Exercise prompt: Within the entries below, find every line that has the string "cloud", then copy it.

[Natural-language object grounding data]
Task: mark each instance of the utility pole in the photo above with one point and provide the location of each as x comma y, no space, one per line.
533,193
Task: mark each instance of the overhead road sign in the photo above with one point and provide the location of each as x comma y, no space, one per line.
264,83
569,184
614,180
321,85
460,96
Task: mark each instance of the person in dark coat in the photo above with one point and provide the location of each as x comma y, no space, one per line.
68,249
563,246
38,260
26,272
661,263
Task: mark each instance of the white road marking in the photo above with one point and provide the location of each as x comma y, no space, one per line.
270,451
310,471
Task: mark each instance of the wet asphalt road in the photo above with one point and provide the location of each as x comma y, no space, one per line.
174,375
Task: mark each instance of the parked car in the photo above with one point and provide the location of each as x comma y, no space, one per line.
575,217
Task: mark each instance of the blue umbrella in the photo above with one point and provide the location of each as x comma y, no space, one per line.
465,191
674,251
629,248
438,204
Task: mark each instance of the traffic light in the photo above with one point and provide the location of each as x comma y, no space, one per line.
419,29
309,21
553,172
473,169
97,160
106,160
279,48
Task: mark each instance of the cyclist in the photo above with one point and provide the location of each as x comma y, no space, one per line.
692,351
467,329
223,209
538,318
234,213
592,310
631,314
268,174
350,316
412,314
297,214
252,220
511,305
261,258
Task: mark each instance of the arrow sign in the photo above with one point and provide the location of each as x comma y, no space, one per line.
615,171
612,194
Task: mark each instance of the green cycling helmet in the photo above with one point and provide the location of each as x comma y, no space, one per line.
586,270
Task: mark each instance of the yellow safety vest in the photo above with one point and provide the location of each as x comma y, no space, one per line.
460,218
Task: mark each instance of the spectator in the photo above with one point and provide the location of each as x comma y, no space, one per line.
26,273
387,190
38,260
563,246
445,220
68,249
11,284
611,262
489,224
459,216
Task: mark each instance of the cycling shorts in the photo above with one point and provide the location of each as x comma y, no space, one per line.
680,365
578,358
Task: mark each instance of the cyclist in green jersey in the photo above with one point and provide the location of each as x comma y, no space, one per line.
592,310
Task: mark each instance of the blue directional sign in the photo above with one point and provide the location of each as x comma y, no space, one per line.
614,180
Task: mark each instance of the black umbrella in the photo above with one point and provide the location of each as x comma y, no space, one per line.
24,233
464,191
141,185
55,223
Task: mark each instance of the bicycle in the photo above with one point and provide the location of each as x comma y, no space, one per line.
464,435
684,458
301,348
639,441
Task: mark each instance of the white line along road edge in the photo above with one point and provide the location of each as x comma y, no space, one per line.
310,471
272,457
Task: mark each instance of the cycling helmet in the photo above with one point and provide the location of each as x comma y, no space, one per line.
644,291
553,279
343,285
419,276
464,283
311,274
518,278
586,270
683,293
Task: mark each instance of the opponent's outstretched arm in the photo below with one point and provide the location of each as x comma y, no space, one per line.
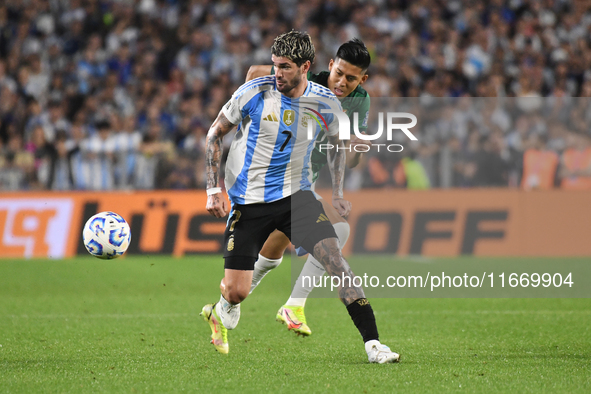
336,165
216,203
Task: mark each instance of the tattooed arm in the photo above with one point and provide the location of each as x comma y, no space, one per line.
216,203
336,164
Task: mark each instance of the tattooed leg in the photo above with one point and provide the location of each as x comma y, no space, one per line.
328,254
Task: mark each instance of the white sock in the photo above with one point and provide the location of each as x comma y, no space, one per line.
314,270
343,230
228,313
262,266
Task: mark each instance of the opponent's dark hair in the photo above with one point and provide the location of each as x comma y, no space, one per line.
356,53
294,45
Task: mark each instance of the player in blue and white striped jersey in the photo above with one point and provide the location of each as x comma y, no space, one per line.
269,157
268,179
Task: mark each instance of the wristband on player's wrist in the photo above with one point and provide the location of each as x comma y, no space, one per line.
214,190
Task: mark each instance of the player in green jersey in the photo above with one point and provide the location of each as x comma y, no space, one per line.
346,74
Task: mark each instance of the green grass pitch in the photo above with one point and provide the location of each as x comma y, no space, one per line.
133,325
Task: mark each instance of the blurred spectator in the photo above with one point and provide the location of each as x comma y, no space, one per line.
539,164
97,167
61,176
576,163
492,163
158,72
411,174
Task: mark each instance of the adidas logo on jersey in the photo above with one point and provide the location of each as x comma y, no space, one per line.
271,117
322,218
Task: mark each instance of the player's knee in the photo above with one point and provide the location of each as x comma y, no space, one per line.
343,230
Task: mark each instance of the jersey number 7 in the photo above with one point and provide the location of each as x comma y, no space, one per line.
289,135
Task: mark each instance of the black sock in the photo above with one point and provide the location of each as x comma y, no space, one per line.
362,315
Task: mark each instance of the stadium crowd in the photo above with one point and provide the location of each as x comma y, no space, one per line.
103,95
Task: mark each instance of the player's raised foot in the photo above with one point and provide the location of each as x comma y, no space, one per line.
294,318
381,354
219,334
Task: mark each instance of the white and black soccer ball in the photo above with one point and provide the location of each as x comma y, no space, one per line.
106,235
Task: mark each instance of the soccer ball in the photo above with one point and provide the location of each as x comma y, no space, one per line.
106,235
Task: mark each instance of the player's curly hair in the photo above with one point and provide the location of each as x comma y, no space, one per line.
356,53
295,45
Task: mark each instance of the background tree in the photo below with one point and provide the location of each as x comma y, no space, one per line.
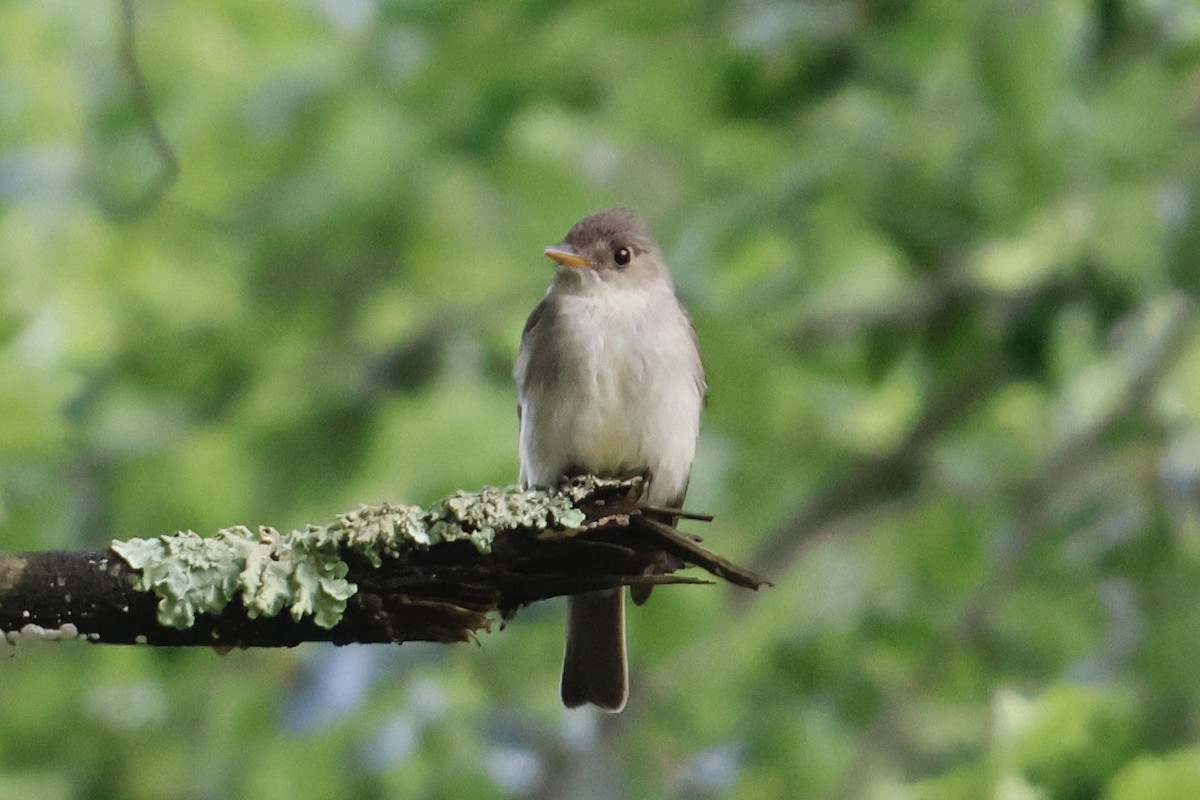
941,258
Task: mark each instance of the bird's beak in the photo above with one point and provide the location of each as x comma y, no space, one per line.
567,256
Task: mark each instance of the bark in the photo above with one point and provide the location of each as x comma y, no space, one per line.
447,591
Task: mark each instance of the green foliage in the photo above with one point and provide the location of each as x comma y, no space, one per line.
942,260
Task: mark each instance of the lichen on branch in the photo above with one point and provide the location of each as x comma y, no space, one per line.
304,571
...
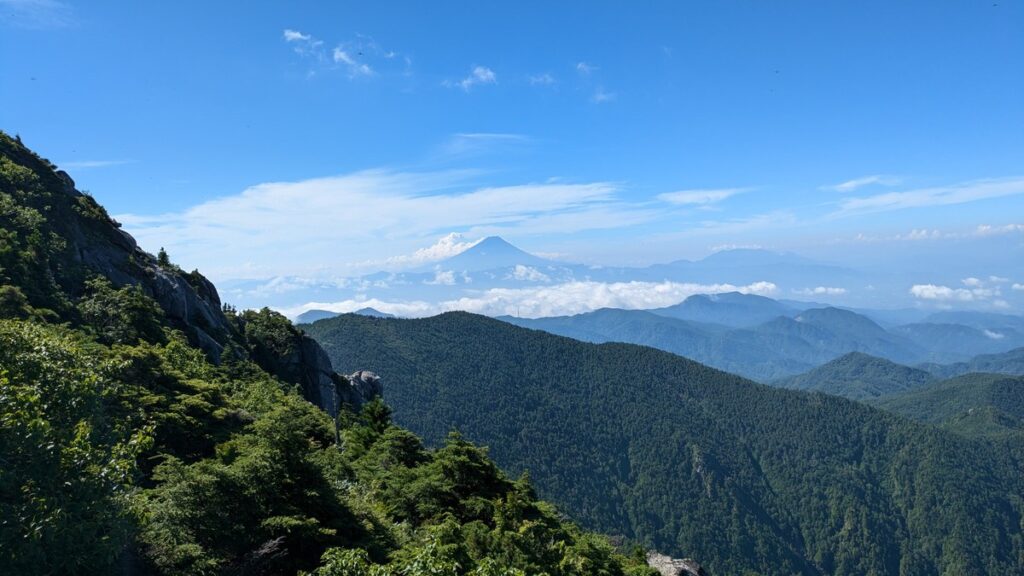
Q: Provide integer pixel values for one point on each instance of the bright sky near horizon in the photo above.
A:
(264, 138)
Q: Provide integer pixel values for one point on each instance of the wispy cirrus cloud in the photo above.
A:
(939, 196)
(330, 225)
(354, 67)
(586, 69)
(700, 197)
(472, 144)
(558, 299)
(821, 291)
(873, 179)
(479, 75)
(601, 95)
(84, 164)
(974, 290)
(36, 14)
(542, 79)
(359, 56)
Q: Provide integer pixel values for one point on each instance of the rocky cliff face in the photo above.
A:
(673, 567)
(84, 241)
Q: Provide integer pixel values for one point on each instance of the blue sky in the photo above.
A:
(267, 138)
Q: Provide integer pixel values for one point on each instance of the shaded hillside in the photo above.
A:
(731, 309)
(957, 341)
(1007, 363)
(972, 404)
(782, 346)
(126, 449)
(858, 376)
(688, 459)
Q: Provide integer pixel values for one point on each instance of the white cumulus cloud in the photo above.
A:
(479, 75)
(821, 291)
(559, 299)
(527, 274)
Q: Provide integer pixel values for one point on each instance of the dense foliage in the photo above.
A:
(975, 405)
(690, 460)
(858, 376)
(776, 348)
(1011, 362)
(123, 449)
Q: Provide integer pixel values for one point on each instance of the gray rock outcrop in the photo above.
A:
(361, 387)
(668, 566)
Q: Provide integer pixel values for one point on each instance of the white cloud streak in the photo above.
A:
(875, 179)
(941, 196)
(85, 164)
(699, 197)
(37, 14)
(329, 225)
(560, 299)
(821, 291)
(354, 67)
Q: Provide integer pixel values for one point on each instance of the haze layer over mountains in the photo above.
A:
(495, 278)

Exercise output:
Q: Provide integer pixel values for one point on each instance of the wispy cirrus cloud in the photo above.
Q: Provide integer pixel values for one point on each instance of the white cumulus cloud in the photo above.
Q: Provide integer pixel values for one point on each instance of the white cloud streak in the photo above.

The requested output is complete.